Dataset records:

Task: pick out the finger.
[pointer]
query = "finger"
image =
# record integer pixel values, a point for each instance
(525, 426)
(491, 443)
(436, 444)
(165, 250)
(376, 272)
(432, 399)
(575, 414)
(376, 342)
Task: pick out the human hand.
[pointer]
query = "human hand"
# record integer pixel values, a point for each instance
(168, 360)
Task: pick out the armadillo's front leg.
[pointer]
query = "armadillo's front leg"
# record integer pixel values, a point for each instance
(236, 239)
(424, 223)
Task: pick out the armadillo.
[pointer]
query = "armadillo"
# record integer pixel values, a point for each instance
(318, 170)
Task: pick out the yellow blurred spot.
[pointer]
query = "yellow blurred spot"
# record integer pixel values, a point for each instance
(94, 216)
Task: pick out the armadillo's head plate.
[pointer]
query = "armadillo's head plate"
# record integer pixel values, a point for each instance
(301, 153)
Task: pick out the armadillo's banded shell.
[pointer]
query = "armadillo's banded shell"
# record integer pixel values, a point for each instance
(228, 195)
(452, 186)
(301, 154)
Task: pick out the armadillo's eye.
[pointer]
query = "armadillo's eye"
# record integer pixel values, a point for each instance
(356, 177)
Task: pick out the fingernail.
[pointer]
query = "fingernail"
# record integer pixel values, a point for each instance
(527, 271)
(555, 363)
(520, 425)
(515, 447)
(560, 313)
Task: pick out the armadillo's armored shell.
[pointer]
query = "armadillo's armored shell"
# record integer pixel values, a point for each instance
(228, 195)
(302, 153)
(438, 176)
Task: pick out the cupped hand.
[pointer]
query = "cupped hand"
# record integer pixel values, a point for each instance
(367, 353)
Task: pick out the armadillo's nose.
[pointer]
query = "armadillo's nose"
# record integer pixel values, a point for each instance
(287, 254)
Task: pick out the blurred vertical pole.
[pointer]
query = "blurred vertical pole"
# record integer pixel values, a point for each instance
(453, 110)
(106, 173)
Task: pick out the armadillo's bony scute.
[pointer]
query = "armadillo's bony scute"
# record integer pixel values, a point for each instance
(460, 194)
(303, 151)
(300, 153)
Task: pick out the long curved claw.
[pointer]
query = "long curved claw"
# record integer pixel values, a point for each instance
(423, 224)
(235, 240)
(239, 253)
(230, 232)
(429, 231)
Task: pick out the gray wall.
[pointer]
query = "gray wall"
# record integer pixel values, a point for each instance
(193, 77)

PROBLEM: Count the lines in the records that contain the word "shell", and give only that number.

TASK RESPONSE: 4